WHAT IS EXPECTED: Please count the lines in the entries below that contain the word "area" and give only that number.

■ ■ ■

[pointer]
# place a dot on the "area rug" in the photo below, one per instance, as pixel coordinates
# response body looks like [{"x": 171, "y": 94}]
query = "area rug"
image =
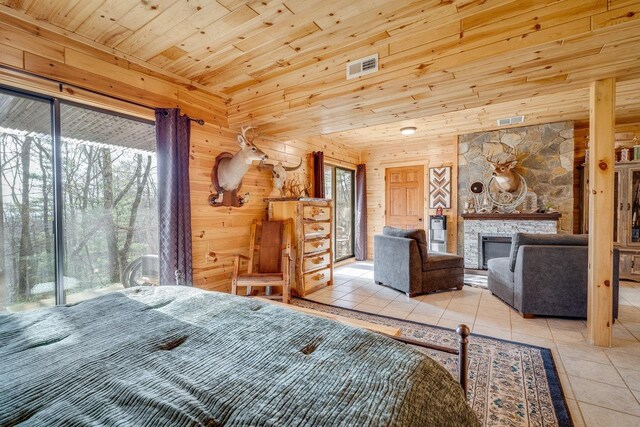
[
  {"x": 475, "y": 280},
  {"x": 510, "y": 384}
]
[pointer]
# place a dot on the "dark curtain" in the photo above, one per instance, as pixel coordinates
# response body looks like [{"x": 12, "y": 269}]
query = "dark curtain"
[
  {"x": 174, "y": 204},
  {"x": 318, "y": 174},
  {"x": 361, "y": 213}
]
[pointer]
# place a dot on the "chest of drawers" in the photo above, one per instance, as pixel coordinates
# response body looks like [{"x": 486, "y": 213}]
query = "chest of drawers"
[{"x": 312, "y": 248}]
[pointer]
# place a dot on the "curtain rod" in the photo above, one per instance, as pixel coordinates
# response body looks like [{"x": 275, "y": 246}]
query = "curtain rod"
[{"x": 61, "y": 84}]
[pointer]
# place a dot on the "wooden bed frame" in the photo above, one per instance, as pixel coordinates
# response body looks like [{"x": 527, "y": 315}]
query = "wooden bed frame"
[
  {"x": 395, "y": 333},
  {"x": 462, "y": 353}
]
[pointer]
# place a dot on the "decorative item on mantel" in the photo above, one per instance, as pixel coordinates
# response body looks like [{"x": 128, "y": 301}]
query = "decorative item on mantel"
[{"x": 229, "y": 169}]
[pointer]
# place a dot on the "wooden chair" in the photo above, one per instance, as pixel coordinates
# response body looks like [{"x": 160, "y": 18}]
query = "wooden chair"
[{"x": 269, "y": 260}]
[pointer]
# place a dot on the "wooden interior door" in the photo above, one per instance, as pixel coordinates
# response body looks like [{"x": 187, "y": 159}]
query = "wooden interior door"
[{"x": 404, "y": 195}]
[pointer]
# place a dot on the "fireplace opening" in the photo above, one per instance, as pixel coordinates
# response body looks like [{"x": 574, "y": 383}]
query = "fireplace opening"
[{"x": 493, "y": 247}]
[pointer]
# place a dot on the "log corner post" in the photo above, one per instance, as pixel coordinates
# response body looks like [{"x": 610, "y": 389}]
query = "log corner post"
[{"x": 601, "y": 207}]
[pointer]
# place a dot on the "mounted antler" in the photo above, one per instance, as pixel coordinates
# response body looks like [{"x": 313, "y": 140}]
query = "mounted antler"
[
  {"x": 505, "y": 177},
  {"x": 231, "y": 169},
  {"x": 245, "y": 138},
  {"x": 279, "y": 172}
]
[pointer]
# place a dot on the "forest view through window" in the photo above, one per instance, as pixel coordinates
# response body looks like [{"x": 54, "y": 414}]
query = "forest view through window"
[
  {"x": 339, "y": 186},
  {"x": 108, "y": 210}
]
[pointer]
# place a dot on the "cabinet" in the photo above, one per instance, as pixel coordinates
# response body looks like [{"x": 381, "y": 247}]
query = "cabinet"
[
  {"x": 312, "y": 249},
  {"x": 626, "y": 216}
]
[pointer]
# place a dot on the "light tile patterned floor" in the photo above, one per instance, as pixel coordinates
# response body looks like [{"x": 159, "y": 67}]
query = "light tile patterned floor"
[{"x": 602, "y": 385}]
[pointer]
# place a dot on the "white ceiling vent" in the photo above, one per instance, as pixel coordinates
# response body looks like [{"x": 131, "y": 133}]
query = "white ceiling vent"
[
  {"x": 510, "y": 120},
  {"x": 362, "y": 66}
]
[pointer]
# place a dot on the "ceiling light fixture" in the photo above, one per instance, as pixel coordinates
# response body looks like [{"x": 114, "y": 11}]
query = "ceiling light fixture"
[{"x": 408, "y": 130}]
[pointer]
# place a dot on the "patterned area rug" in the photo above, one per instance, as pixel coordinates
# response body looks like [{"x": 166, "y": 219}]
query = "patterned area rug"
[{"x": 510, "y": 384}]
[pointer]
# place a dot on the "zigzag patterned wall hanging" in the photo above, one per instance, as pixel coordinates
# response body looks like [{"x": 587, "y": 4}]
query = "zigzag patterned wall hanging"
[{"x": 440, "y": 187}]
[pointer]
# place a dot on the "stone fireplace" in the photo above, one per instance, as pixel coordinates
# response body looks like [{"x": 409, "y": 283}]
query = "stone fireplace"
[
  {"x": 478, "y": 226},
  {"x": 545, "y": 159}
]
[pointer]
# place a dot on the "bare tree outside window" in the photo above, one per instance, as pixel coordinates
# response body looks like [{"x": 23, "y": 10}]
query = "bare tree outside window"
[{"x": 109, "y": 201}]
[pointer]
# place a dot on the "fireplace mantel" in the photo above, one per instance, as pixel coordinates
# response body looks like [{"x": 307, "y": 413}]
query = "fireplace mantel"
[{"x": 552, "y": 216}]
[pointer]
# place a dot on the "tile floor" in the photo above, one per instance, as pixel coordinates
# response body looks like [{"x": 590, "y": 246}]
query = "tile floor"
[{"x": 602, "y": 385}]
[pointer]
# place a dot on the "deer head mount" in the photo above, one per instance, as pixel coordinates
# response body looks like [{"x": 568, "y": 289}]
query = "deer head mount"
[
  {"x": 505, "y": 177},
  {"x": 279, "y": 174},
  {"x": 229, "y": 169}
]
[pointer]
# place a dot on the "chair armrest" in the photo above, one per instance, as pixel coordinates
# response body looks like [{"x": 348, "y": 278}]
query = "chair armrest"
[
  {"x": 545, "y": 286},
  {"x": 397, "y": 263}
]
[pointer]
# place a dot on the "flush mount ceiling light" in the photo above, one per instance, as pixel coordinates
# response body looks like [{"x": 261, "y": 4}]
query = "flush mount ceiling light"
[{"x": 408, "y": 130}]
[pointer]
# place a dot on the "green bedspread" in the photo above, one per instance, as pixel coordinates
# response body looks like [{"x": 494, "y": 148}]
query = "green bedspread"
[{"x": 177, "y": 356}]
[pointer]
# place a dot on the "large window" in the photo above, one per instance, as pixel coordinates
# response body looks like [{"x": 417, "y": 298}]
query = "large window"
[
  {"x": 339, "y": 186},
  {"x": 87, "y": 174}
]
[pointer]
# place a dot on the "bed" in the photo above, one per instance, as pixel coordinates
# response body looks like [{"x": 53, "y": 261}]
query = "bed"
[{"x": 180, "y": 356}]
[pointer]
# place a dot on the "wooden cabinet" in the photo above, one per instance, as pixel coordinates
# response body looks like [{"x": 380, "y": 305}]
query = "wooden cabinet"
[{"x": 312, "y": 249}]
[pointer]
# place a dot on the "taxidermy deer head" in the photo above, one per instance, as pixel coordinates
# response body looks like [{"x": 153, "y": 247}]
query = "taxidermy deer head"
[
  {"x": 279, "y": 173},
  {"x": 506, "y": 178},
  {"x": 231, "y": 170}
]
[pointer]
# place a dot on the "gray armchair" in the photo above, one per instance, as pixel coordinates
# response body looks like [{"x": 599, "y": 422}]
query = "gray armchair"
[
  {"x": 402, "y": 261},
  {"x": 546, "y": 274}
]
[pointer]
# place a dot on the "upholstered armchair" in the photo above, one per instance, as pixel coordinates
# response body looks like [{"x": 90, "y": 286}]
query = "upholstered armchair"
[
  {"x": 546, "y": 274},
  {"x": 402, "y": 261}
]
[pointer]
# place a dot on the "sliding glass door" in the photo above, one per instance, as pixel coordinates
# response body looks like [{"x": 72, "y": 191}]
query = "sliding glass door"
[
  {"x": 339, "y": 186},
  {"x": 101, "y": 201},
  {"x": 109, "y": 193},
  {"x": 26, "y": 240}
]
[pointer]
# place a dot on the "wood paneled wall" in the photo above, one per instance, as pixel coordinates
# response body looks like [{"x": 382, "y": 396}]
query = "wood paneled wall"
[
  {"x": 434, "y": 152},
  {"x": 217, "y": 232},
  {"x": 221, "y": 232}
]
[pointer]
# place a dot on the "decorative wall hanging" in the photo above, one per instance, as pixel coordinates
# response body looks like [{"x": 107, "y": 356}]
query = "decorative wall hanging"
[
  {"x": 440, "y": 187},
  {"x": 279, "y": 174},
  {"x": 229, "y": 169}
]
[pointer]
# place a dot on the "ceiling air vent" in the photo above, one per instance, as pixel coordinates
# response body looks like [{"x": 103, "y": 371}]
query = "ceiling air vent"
[
  {"x": 510, "y": 121},
  {"x": 362, "y": 66}
]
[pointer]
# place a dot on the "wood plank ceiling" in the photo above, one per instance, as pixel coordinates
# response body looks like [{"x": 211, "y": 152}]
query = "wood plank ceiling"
[{"x": 446, "y": 66}]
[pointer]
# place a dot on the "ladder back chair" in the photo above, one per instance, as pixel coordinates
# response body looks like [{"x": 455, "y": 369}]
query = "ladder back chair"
[{"x": 269, "y": 260}]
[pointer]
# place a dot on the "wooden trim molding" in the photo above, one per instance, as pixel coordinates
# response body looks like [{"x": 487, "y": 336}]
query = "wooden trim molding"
[{"x": 553, "y": 216}]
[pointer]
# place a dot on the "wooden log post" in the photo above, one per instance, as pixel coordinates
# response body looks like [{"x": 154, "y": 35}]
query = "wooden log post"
[{"x": 601, "y": 183}]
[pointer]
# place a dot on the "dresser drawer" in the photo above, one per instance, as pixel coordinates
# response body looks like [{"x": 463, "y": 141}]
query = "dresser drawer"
[
  {"x": 317, "y": 278},
  {"x": 316, "y": 245},
  {"x": 313, "y": 262},
  {"x": 316, "y": 213},
  {"x": 313, "y": 229}
]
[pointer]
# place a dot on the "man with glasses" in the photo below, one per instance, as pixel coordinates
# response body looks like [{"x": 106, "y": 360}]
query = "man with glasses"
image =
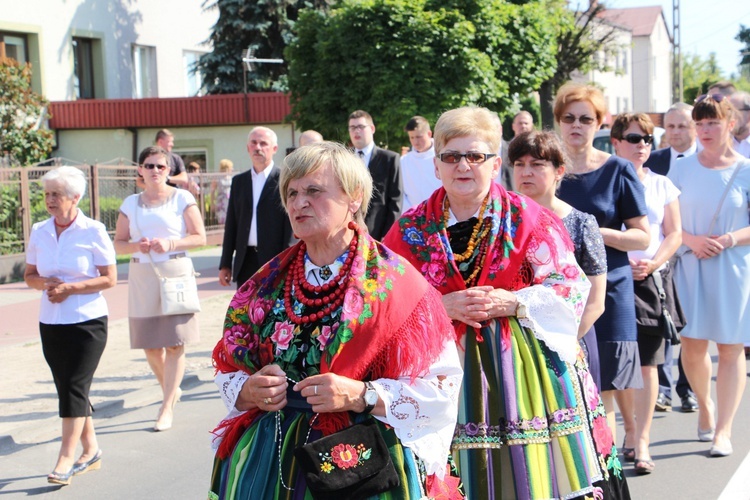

■ ■ ■

ANSWER BELOW: 4